* **Exercise material**

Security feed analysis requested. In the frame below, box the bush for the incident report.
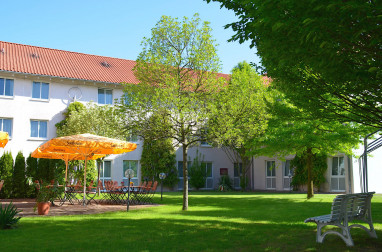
[12,151,26,198]
[0,202,21,229]
[0,152,13,198]
[189,151,207,190]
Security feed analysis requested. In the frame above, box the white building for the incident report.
[0,41,354,192]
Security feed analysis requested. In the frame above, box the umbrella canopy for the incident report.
[40,134,137,204]
[0,131,9,148]
[31,147,106,184]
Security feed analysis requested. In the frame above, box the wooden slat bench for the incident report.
[305,192,377,246]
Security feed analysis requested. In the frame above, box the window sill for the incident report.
[0,95,15,100]
[29,98,50,102]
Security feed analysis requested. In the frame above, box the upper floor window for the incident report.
[32,81,49,100]
[0,118,12,137]
[31,120,48,138]
[0,78,13,96]
[98,88,113,105]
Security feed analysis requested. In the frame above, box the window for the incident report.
[31,120,48,138]
[122,160,138,186]
[233,163,243,188]
[330,157,345,192]
[0,118,12,137]
[98,88,113,105]
[201,162,214,189]
[32,81,49,100]
[283,160,293,190]
[266,161,276,189]
[99,161,111,185]
[0,78,13,96]
[178,161,191,190]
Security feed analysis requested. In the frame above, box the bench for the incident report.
[305,192,377,246]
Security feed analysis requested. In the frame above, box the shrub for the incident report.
[12,151,26,198]
[0,152,13,198]
[0,202,21,229]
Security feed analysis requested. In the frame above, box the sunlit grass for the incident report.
[0,192,382,251]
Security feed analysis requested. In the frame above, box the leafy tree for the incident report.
[206,0,382,131]
[208,61,269,189]
[122,14,224,210]
[0,152,13,198]
[290,153,328,190]
[141,131,179,188]
[12,151,26,198]
[190,150,207,190]
[259,92,369,199]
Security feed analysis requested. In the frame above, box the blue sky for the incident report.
[0,0,259,73]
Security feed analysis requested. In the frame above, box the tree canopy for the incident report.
[206,0,382,128]
[122,14,225,210]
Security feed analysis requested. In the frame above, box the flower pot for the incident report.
[37,202,50,215]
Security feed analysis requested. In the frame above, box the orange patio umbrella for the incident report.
[0,131,9,148]
[31,147,106,185]
[40,134,137,204]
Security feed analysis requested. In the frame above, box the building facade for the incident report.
[0,41,354,192]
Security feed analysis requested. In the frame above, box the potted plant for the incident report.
[35,183,60,215]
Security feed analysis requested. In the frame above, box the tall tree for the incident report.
[207,62,269,189]
[259,92,369,199]
[206,0,382,128]
[119,14,224,210]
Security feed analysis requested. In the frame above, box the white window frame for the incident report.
[265,160,277,190]
[201,161,214,190]
[330,156,346,192]
[233,162,243,189]
[0,117,13,139]
[97,88,114,105]
[0,77,15,99]
[31,81,50,101]
[283,159,293,190]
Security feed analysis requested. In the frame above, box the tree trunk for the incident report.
[182,145,188,211]
[306,148,314,199]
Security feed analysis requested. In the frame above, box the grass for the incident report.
[0,192,382,251]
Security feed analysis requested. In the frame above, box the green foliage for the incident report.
[219,175,233,191]
[12,151,26,198]
[0,202,21,229]
[120,15,225,210]
[206,0,382,128]
[290,153,328,190]
[0,152,13,198]
[190,151,207,190]
[141,135,179,188]
[56,102,126,140]
[26,155,38,198]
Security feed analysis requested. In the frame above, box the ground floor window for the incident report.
[330,157,345,192]
[122,160,139,186]
[99,161,111,185]
[283,160,293,190]
[233,163,243,188]
[266,161,276,189]
[201,162,214,189]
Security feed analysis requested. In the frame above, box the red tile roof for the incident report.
[0,41,138,83]
[0,41,229,84]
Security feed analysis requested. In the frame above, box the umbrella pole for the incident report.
[82,155,88,206]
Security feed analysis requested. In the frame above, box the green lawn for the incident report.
[0,192,382,251]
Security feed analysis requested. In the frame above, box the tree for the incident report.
[207,62,269,189]
[0,152,13,198]
[122,14,224,210]
[259,92,370,199]
[141,131,179,188]
[206,0,382,131]
[12,151,26,198]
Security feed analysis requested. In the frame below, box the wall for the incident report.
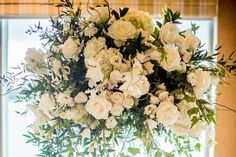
[215,0,236,157]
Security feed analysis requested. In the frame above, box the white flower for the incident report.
[144,119,157,130]
[177,62,186,73]
[84,37,106,58]
[111,104,124,116]
[86,58,104,87]
[160,22,179,44]
[105,116,117,129]
[38,93,56,117]
[89,120,99,130]
[89,7,110,24]
[185,33,200,52]
[156,101,179,126]
[171,100,206,137]
[144,104,157,115]
[59,104,88,124]
[62,37,80,60]
[56,93,75,107]
[187,68,212,99]
[122,9,154,35]
[110,55,122,67]
[182,52,192,63]
[74,92,88,104]
[123,96,134,109]
[158,91,169,101]
[81,128,91,139]
[85,95,112,119]
[100,129,111,138]
[88,141,98,152]
[25,48,47,75]
[119,72,150,98]
[144,62,154,74]
[110,92,124,104]
[160,44,181,72]
[150,95,160,104]
[110,70,123,84]
[108,20,136,41]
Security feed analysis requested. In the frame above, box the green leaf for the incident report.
[128,147,140,155]
[155,150,162,157]
[187,107,199,116]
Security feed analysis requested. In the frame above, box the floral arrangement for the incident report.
[1,0,235,157]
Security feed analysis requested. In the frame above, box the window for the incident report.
[0,19,214,157]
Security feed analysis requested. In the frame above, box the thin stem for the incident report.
[216,103,236,114]
[116,127,131,157]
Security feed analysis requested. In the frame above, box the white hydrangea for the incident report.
[160,22,179,44]
[25,48,47,75]
[74,92,88,104]
[123,96,134,109]
[160,44,181,72]
[85,95,112,120]
[171,100,206,137]
[108,20,136,41]
[156,101,179,126]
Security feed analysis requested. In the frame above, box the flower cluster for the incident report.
[5,1,234,156]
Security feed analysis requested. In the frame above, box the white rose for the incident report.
[56,93,75,107]
[185,34,200,52]
[156,101,180,126]
[89,120,99,130]
[119,72,150,98]
[110,92,124,104]
[144,119,157,130]
[110,55,122,67]
[158,91,169,101]
[74,92,88,104]
[86,58,104,87]
[144,104,157,115]
[62,37,80,60]
[89,7,110,24]
[123,96,134,109]
[144,62,154,74]
[150,95,160,104]
[111,104,124,116]
[160,44,181,72]
[88,141,98,152]
[85,95,112,119]
[84,27,97,37]
[84,37,106,59]
[182,52,192,63]
[110,70,123,84]
[100,129,111,138]
[108,20,136,41]
[105,116,117,129]
[160,22,179,44]
[38,93,56,117]
[81,128,91,139]
[122,9,154,36]
[188,68,212,99]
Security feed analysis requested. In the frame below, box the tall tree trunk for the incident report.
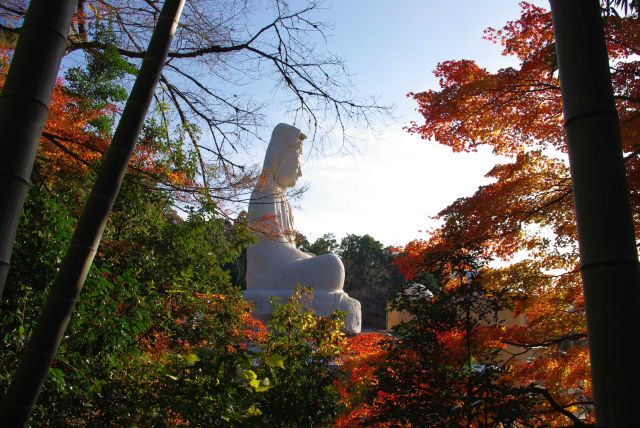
[0,0,76,299]
[551,0,640,427]
[0,0,184,427]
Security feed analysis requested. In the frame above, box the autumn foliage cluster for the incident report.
[0,2,640,427]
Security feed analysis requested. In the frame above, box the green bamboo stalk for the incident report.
[0,0,77,299]
[0,0,184,427]
[551,0,640,427]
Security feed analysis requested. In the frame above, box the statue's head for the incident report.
[262,123,307,187]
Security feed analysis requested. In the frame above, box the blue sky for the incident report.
[256,0,547,245]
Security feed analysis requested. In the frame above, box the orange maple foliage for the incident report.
[397,2,640,425]
[0,47,194,186]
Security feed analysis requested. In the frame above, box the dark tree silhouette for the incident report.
[0,0,77,299]
[551,0,640,427]
[0,0,184,427]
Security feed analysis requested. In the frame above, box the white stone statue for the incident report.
[244,123,361,334]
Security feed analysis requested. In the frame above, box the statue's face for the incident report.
[276,134,305,187]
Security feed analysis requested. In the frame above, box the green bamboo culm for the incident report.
[551,0,640,428]
[0,0,184,427]
[0,0,77,299]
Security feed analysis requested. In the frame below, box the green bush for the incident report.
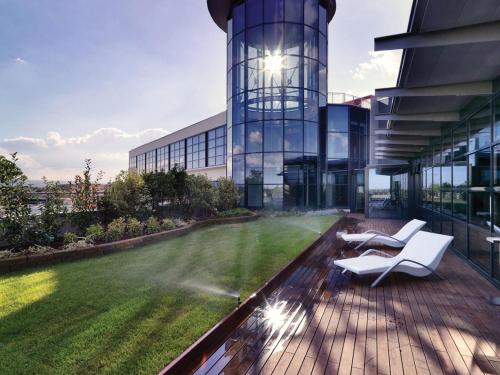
[215,178,240,211]
[106,217,127,241]
[161,219,176,230]
[63,232,78,245]
[217,208,252,217]
[146,216,161,234]
[127,217,144,237]
[85,224,104,242]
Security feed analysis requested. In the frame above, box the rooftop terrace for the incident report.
[167,215,500,374]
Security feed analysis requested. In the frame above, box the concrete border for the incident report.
[0,213,260,274]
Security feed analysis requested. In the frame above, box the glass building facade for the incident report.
[227,0,328,209]
[413,92,500,282]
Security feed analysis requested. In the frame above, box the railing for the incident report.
[328,92,372,109]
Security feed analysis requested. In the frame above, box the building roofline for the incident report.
[207,0,337,32]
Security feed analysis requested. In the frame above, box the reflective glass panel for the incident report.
[246,122,263,153]
[285,121,304,152]
[264,120,283,152]
[264,153,283,184]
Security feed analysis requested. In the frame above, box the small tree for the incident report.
[69,159,103,228]
[142,172,171,211]
[105,171,151,217]
[188,175,215,215]
[40,177,66,242]
[0,153,30,248]
[216,177,240,211]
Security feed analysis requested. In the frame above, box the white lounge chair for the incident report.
[341,219,427,250]
[334,231,453,288]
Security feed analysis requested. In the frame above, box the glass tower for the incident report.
[227,0,333,209]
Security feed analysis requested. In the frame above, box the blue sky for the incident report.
[0,0,411,180]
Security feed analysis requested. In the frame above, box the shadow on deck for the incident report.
[176,215,500,375]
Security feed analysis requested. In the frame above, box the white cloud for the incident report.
[352,51,401,81]
[0,128,169,180]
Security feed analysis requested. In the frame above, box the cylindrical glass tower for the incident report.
[209,0,335,209]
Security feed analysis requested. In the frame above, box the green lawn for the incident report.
[0,216,338,375]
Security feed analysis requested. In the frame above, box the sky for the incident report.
[0,0,411,181]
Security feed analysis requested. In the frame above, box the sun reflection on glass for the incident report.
[263,51,285,75]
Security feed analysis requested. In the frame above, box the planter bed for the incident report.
[0,214,259,273]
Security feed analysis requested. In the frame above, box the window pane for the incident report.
[264,153,283,184]
[328,106,349,132]
[285,0,304,23]
[284,23,304,55]
[264,23,283,56]
[246,26,264,60]
[285,121,304,152]
[247,185,262,208]
[469,191,490,229]
[283,88,303,120]
[319,5,328,35]
[264,185,283,210]
[246,154,262,184]
[304,90,319,121]
[453,158,467,188]
[284,56,302,87]
[264,120,283,152]
[246,0,264,27]
[304,122,319,154]
[246,122,263,153]
[304,0,319,28]
[469,149,490,187]
[469,106,491,151]
[233,155,245,184]
[264,0,284,22]
[494,97,500,141]
[328,133,349,159]
[304,58,319,91]
[233,3,245,35]
[233,125,245,155]
[453,123,467,156]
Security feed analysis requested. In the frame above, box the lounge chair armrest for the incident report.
[354,234,406,250]
[360,249,394,258]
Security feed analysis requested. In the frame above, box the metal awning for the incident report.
[372,0,500,164]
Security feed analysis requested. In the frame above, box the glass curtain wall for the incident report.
[227,0,327,209]
[417,92,500,281]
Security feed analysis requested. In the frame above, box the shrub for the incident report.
[127,217,144,237]
[174,219,188,228]
[0,153,31,249]
[161,219,176,230]
[146,216,161,234]
[216,178,240,211]
[188,175,215,216]
[217,208,252,217]
[106,217,127,241]
[63,232,78,245]
[85,224,104,242]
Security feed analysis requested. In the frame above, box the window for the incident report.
[146,150,156,173]
[264,153,283,184]
[264,120,283,152]
[137,154,146,174]
[170,139,186,169]
[186,133,206,169]
[285,121,304,152]
[156,146,169,172]
[208,126,227,167]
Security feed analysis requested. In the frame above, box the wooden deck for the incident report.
[190,216,500,375]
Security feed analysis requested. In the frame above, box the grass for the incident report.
[0,216,338,375]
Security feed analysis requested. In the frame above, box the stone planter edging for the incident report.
[0,214,259,274]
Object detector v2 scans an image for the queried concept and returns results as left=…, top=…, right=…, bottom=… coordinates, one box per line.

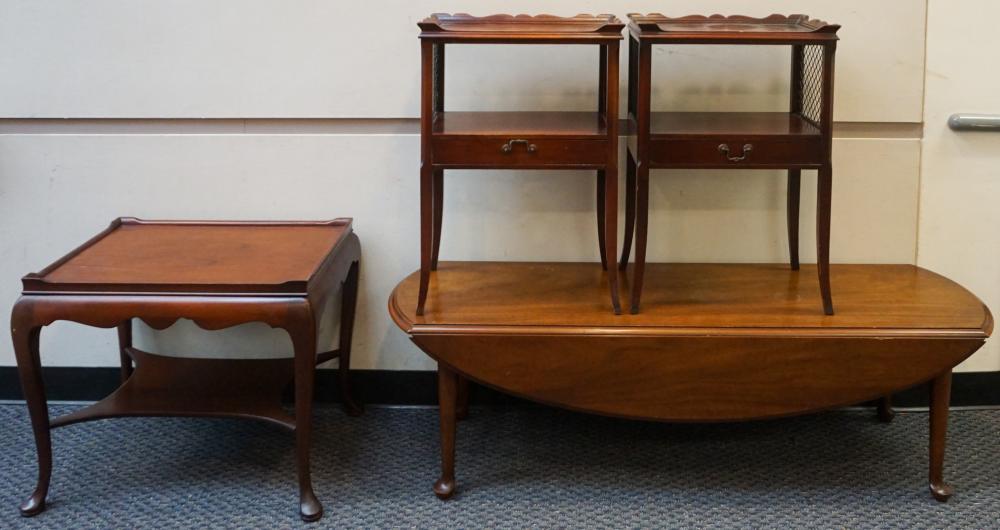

* **What this task involves**
Begin at the line that has "maple foliage for the incident report." and stop after the line that has "[207,0,337,32]", and write those rows out again with the requests unchanged and every box coordinate in the answers scaled by 0.25 and rounded to a whole number, halves going up. Leave the pictures out.

* **Exercise answer**
Security feed analysis requested. In the frame above, box the orange maple foliage for the incident report.
[99,1,160,106]
[0,12,49,47]
Security feed analysis requested. In the frame above, box the dark tree silhouette for the incident report.
[0,0,19,75]
[138,0,160,107]
[0,0,46,107]
Security feed analysis requested. In the frame above, box the white stone statue for the incident report.
[61,31,90,84]
Security feed analysis requested. In the frame above, box the statue's face for the incident report.
[69,34,76,47]
Security feed analysis requested. In the frame above, box the green bamboo culm for the incident report.
[138,0,160,107]
[0,0,46,107]
[0,0,19,75]
Security feed analysis requested. In the frame below, box the green bush for the incident report.
[54,45,60,53]
[27,54,32,60]
[40,55,44,58]
[16,58,20,61]
[54,52,63,54]
[37,54,40,59]
[32,54,36,59]
[21,56,26,61]
Security feed analysis requested. In the frame above, box the rooftop terrace for the incident report.
[42,54,125,94]
Security feed analysis requested. In the frame above, box the concrete border for the incident report.
[0,53,65,69]
Security feed analysis requested. In the frame above, box the glass building facade for the incident report.
[57,0,82,52]
[103,23,125,71]
Security feed analysis requested. In the frame above, box the railing for the incident report.
[82,23,93,27]
Security feed analysis requested. In the frame above, box the building roofline for the incident report.
[52,0,84,8]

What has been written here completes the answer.